---------- GIVEN TEXT ----------
With downtown St. Paul becoming livelier by the week thanks to new bars and restaurants, and major civic art initiatives like Irrigate giving the city a new public-art profile, we thought it was high time we checked in with the mayor on whose watch these developments are occuring — a mayor for whom art and music aren’t optional in urban development.
Joining His Honor and The Line‘s managing editor, Jon Spayde, in the conference room in Coleman’s City Hall office, was Joe Spencer, the former actor and dancer who is the city’s director of arts and culture, and who has played a major role in fostering the Saintly City’s burgeoning coolness.
The Line: Mr. Mayor, let’s start with Irrigate, the multi-site, multi-artist project along the Central Corridor route. Why did the city get involved?
Chris Coleman: We really saw this opportunity to provide art not as an afterthought, but to really integrate everything from the beginning of the construction of the line, to work with artists who live in the neighborhood, give them some real opportunities to work — small projects, big projects, all kinds of things. The idea is that when you are creating a transportation structure, you are also creating a real place.
The Line: Placemaking.
---------- PROVIDED INFORMATION ----------
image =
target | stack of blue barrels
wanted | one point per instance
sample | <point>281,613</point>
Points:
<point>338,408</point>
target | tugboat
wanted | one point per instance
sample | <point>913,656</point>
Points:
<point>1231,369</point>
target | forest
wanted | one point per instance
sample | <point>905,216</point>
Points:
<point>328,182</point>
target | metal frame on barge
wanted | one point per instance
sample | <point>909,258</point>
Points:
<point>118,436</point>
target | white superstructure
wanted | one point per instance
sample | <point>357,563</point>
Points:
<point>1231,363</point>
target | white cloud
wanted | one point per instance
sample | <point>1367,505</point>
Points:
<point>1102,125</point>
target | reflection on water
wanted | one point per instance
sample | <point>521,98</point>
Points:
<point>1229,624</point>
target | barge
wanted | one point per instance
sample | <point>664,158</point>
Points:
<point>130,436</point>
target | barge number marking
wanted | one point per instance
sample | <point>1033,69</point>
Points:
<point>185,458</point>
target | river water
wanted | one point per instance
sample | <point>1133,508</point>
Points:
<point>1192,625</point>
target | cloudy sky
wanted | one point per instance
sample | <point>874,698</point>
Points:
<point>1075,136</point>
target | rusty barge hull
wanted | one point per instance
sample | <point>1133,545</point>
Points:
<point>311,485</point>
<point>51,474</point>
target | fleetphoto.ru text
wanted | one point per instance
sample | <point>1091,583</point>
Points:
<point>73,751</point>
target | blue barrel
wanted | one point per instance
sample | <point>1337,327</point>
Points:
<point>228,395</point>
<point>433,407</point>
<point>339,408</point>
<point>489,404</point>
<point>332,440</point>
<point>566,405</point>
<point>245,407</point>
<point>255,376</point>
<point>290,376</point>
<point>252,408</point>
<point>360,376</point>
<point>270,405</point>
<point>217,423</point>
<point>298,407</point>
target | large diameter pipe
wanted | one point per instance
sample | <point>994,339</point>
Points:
----------
**PROBLEM TO SOLVE:** Copy the interview from "Chris Coleman: We" to "The Line: Placemaking.", changing "neighborhood" to "community" each time it appears. Work only from the interview, not the records.

**RESPONSE TO THIS EXERCISE:**
Chris Coleman: We really saw this opportunity to provide art not as an afterthought, but to really integrate everything from the beginning of the construction of the line, to work with artists who live in the community, give them some real opportunities to work — small projects, big projects, all kinds of things. The idea is that when you are creating a transportation structure, you are also creating a real place.
The Line: Placemaking.